CONSIGNES:
(1) Recopiez mot pour mot le passage de l'article sur les outillages de forge qui commence par les mots contenant "1 - INTRODUCTION" et se termine par "pièce forgée [1].".
(2) Les affirmations suivantes sont-elles conformes à l'article sur les outillages de forge ? Répondez par oui ou par non, en citant à chaque fois les mots décisifs de l'article.
(a) D'après une enquête professionnelle, l'usure est la principale cause de réforme des outillages.
(b) Les coûts d'outillage représentent plus de 20 % du coût d'obtention de la pièce forgée.
(c) La durée d'utilisation d'un outillage de forgeage à chaud dépasse généralement les prévisions.
(3) D'après l'article sur les outillages de forge, en combien de catégories regroupe-t-on classiquement les endommagements ?

EXTRAIT DE PAGE:
★ ★ ★ ★ ★

Apport de la simulation au calcul des outillages de forge

Créé le : 03/08/2009

1 - INTRODUCTION
L'intérêt technico-économique des procédés de mise en forme par forgeage se justifie généralement pour les moyennes et grandes séries. Leur compétitivité, par rapport aux procédés concurrents, dépend de plusieurs facteurs et particulièrement du coût et de la tenue en service des outillages. Ces procédés imposent la réalisation et la mise au point d'outillages spécifiques à une fabrication dont le coût ne peut s'amortir que sur la production de plusieurs dizaines de milliers de pièces. La durée moyenne d'utilisation des outillages, quantifiée par le nombre de pièces produites avant réforme, se situe pour les procédés de forgeage à entre 10000et 40000 pièces. Ceci conduit à des coûts d'outillage qui peuvent représenter 5 à 15% du coût d'obtention de la pièce forgée [1].
On note industriellement que la durée d'utilisation d'un outillage de forgeage à chaud est variable, mal maîtrisée et souvent inférieure aux prévisions. L'entreprise doit donc soit prévoir des outillages supplémentaires pour assurer les délais, soit risquer les arrêts de production si l'outillage s'use ou se dégrade plus rapidement que prévu. La variabilité de durée de vie dépend de nombreux paramètres identifiés ou diffus relatifs à la conception, à la réalisation et à l'utilisation de l'outillage.
Cet article présente une démarche de conception et d'optimisation des outillages de forge basée sur la simulation numérique et le calcul de structures. Les résultats obtenus dans le cadre d'une étude professionnelle appliquée à un cas industriel illustrent chaque étape de la démarche et en démontrent l'intérêt en s'appuyant sur un bilan économique.
2- ENDOMMAGEMENT DES OUTILLAGES DE FORGE
Les outillages de forgeage à chaud sont soumis à des sollicitations thermo-mécaniques sévères qui génèrent des endommagements conduisant à la réforme rapide d'un outillage. Classiquement, les endommagements sont regroupés en 4 ou 5 catégories, de la déformation plastique à l'usure en passant par la fissuration mécanique. Les résultats d'une enquête professionnelle indiquent que l'usure est la cause majeure de réforme, suivie de la fissuration mécanique (Fig. 1).
Toutefois de nombreux outillages dont la durée de vie est jugée correcte, atteignent un stade d'usure qui impose leur réforme. A l'exclusion de ces outillages, les causes majeures de dégradation sont alors à part égale l'usure rapide et la fissuration mécanique.
Figure 1. Principales causes de réforme des outillages de forge à chaud.

★ ★ ★ ★ ★

LISTE DES ENREGISTREMENTS:
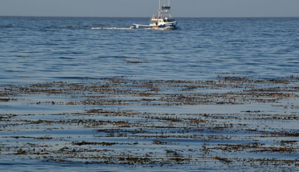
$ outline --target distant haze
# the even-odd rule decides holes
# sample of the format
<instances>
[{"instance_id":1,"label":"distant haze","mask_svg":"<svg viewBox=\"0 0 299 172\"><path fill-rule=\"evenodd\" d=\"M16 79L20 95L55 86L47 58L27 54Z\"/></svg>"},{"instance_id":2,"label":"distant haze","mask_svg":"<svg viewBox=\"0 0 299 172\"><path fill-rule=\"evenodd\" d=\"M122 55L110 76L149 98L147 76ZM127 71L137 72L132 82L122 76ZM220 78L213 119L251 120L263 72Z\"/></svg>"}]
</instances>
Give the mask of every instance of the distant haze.
<instances>
[{"instance_id":1,"label":"distant haze","mask_svg":"<svg viewBox=\"0 0 299 172\"><path fill-rule=\"evenodd\" d=\"M299 17L299 0L170 0L173 17ZM0 0L0 16L149 17L159 0Z\"/></svg>"}]
</instances>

★ ★ ★ ★ ★

RÉPONSES:
(1)
1 - INTRODUCTION
L'intérêt technico-économique des procédés de mise en forme par forgeage se justifie généralement pour les moyennes et grandes séries. Leur compétitivité, par rapport aux procédés concurrents, dépend de plusieurs facteurs et particulièrement du coût et de la tenue en service des outillages. Ces procédés imposent la réalisation et la mise au point d'outillages spécifiques à une fabrication dont le coût ne peut s'amortir que sur la production de plusieurs dizaines de milliers de pièces. La durée moyenne d'utilisation des outillages, quantifiée par le nombre de pièces produites avant réforme, se situe pour les procédés de forgeage à entre 10000et 40000 pièces. Ceci conduit à des coûts d'outillage qui peuvent représenter 5 à 15% du coût d'obtention de la pièce forgée [1].

(2)
(a) Oui : « l'usure est la cause majeure de réforme, suivie de la fissuration mécanique ».
(b) Non : « peuvent représenter 5 à 15% du coût d'obtention de la pièce forgée ».
(c) Non : « souvent inférieure aux prévisions ».

(3) En 4 ou 5 catégories.